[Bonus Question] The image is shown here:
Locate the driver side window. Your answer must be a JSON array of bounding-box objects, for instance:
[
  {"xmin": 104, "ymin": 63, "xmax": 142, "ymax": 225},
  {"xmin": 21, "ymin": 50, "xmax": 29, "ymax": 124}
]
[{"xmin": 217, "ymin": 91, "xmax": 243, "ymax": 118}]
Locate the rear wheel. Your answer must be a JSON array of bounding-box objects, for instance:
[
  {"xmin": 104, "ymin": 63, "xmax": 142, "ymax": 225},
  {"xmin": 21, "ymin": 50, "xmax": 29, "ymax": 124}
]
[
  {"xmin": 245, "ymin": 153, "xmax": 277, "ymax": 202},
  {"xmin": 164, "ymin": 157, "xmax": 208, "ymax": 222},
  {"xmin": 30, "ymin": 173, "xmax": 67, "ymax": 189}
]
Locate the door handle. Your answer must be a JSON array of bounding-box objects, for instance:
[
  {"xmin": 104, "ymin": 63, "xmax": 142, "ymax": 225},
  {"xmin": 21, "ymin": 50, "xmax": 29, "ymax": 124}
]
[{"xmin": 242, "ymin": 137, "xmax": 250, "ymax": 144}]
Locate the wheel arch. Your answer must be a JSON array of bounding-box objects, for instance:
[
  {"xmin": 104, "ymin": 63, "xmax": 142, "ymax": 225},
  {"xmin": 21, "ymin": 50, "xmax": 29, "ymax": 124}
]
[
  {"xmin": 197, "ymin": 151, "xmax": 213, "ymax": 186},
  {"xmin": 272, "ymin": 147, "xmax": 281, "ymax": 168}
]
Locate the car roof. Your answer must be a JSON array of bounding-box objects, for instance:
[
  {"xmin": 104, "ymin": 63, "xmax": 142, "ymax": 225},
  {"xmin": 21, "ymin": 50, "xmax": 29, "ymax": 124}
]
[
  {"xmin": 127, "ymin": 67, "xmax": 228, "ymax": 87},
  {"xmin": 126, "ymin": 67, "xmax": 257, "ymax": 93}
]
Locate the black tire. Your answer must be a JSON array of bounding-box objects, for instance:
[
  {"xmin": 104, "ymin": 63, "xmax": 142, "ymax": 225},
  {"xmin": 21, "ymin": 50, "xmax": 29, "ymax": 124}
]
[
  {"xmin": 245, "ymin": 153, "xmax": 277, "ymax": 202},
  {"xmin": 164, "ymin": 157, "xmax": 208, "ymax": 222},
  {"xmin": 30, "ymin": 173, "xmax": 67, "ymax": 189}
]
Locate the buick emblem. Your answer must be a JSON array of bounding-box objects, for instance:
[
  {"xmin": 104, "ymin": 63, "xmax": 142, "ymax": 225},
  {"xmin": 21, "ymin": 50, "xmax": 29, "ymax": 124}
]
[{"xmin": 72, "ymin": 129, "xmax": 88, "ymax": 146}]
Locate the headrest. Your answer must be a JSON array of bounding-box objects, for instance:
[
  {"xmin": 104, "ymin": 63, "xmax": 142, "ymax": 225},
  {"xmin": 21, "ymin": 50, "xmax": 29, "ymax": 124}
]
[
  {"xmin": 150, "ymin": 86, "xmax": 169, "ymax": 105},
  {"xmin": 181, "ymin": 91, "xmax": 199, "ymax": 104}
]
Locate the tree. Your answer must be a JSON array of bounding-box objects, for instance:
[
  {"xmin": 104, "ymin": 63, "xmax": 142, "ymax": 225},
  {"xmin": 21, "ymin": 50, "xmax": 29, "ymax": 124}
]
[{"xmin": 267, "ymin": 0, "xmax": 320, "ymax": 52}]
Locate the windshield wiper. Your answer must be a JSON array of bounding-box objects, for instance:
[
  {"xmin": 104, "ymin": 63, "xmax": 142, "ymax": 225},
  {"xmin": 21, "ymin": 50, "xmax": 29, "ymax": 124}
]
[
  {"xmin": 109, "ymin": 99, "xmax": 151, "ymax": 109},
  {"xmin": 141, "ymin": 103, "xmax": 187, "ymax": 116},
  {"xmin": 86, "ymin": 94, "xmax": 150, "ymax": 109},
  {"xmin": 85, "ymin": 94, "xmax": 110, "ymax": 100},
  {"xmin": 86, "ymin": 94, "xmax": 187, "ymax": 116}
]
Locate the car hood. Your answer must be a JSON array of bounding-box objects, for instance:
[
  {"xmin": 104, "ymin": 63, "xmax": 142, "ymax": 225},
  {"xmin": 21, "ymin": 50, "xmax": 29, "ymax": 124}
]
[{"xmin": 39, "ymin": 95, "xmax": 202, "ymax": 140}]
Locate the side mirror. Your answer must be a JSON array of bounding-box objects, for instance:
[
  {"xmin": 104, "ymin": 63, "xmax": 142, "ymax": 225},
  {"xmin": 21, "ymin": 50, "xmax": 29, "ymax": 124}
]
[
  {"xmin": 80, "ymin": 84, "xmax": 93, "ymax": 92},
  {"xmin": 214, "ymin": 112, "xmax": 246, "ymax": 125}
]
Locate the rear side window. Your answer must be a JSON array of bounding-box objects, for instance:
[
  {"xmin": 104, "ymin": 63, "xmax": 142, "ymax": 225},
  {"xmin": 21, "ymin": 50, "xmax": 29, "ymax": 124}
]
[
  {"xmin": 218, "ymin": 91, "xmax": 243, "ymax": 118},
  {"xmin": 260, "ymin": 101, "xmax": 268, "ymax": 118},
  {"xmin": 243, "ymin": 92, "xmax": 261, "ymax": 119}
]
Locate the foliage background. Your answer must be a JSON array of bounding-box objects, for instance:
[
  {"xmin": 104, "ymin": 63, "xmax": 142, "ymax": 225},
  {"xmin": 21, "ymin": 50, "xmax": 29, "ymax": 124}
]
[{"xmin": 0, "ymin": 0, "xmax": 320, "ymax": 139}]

□ □ □ □ □

* [Exercise goal]
Tally the lines of the data above that contain the string "window", treating uppercase and lowercase as distinct, and give only the resulting number.

* [Answer for the task]
2